### Selected excerpt
● ● ● ● ●

The Babylonian captivity or Babylonian exile is the period in Jewish history during which a large number of Judeans from the ancient Kingdom of Judah were captives in Babylon, the capital city of the Neo-Babylonian Empire, following their defeat in the Jewish–Babylonian War and the destruction of Solomon's Temple in Jerusalem. The event is described in the Hebrew Bible, and its historicity is supported by archaeological and extra-biblical evidence.

After the Battle of Carchemish in 605 BCE, the Babylonian king Nebuchadnezzar II besieged Jerusalem, which resulted in tribute being paid by the Judean king Jehoiakim. In the fourth year of Nebuchadnezzar II's reign, Jehoiakim refused to pay further tribute, which led to another siege of the city in Nebuchadnezzar II's seventh year (598/597 BCE) that culminated in the death of Jehoiakim and the exile to Babylonia of his successor Jeconiah, his court, and many others; Jeconiah's successor Zedekiah and others were exiled when Nebuchadnezzar II destroyed Jerusalem in his 18th year (587 BCE), and a later deportation occurred in Nebuchadnezzar II's 23rd year (582 BCE). However, the dates, numbers of deportations, and numbers of deportees vary in the several biblical accounts.

● ● ● ● ●

### Dataset content
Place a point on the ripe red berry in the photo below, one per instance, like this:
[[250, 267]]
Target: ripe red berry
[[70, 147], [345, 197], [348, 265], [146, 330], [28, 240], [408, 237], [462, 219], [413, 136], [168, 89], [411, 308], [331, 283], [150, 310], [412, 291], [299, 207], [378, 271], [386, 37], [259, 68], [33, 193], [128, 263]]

● ● ● ● ●

### Requirement
Quote the passage on the Babylonian captivity above, from "The Babylonian captivity" up to and including "and extra-biblical evidence.".

### Reply to the task
The Babylonian captivity or Babylonian exile is the period in Jewish history during which a large number of Judeans from the ancient Kingdom of Judah were captives in Babylon, the capital city of the Neo-Babylonian Empire, following their defeat in the Jewish–Babylonian War and the destruction of Solomon's Temple in Jerusalem. The event is described in the Hebrew Bible, and its historicity is supported by archaeological and extra-biblical evidence.